Mutuo solutorio e differenze rispetto al mutuo di scopo

Il mutuo solutorio non è (nemmeno) un mutuo di scopo. Nel mutuo di scopo una parte si obbliga a fornire le somme richieste per conseguire il risultato previsto dalla legge (es. espansione industriale), oppure concordato tra le parti. Sicché la parte che prende in prestito le somme date a mutuo si impegna al raggiungimento del risultato previsto. L’impegno diventa, quindi, parte genetica del negozio. Ne costituisce suo presupposto essenziale.

Invece, nel mutuo c.d. solutorio l’impiego della somma (per l’estinzione di passività pregresse) non entra a fare parte del momento “genetico” del rapporto; ma si colloca in un momento (temporale e logico) successivo.

**Record riportati**
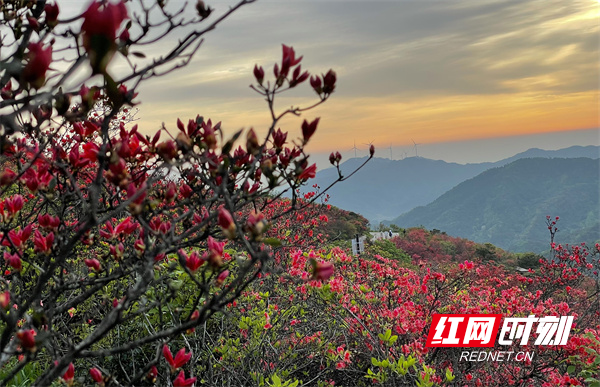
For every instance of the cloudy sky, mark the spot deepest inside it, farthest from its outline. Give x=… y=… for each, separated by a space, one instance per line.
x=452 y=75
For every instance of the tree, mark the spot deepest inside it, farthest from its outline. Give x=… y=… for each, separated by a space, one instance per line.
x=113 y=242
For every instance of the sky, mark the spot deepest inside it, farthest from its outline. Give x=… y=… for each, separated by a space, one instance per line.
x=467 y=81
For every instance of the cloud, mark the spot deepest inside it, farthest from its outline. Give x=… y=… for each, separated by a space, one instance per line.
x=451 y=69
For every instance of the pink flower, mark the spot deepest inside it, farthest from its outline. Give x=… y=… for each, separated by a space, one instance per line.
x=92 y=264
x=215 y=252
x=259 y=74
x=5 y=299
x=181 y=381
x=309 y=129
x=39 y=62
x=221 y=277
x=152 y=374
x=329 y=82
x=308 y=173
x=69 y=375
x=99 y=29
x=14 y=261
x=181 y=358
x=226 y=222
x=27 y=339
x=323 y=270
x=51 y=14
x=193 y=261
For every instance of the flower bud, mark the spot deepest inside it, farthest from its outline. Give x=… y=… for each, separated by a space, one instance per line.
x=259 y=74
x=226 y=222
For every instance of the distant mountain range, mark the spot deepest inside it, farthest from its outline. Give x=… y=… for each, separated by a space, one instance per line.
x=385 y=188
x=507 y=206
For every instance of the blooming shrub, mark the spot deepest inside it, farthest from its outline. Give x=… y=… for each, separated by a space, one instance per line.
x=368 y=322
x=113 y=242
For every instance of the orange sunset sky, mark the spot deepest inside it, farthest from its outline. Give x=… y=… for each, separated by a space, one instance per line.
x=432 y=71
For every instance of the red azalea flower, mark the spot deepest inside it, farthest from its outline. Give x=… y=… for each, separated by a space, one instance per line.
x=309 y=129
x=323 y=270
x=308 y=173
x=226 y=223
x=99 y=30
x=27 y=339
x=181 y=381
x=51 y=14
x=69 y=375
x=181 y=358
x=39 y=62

* * *

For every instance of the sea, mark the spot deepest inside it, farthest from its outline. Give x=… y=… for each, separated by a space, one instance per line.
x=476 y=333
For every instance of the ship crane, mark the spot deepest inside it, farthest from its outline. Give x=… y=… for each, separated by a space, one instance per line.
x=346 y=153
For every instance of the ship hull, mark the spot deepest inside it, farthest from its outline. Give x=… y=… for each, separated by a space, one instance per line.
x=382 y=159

...

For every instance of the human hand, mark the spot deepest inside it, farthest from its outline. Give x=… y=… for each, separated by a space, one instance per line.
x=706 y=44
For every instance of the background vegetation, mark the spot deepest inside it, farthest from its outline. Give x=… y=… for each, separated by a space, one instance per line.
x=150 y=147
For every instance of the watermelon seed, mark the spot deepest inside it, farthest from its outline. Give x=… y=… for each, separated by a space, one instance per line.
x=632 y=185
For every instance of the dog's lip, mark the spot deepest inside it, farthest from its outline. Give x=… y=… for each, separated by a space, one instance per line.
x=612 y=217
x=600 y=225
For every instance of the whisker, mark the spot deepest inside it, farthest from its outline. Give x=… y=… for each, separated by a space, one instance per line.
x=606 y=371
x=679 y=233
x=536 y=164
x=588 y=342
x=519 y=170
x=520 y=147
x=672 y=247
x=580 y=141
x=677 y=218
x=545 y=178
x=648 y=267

**Istruzioni**
Ricopia per intero il testo sul mutuo solutorio, senza cambiare nulla. I record sono materiale a sé, distinto dal testo.

**Risultato atteso**
Mutuo solutorio e differenze rispetto al mutuo di scopo

Il mutuo solutorio non è (nemmeno) un mutuo di scopo. Nel mutuo di scopo una parte si obbliga a fornire le somme richieste per conseguire il risultato previsto dalla legge (es. espansione industriale), oppure concordato tra le parti. Sicché la parte che prende in prestito le somme date a mutuo si impegna al raggiungimento del risultato previsto. L’impegno diventa, quindi, parte genetica del negozio. Ne costituisce suo presupposto essenziale.

Invece, nel mutuo c.d. solutorio l’impiego della somma (per l’estinzione di passività pregresse) non entra a fare parte del momento “genetico” del rapporto; ma si colloca in un momento (temporale e logico) successivo.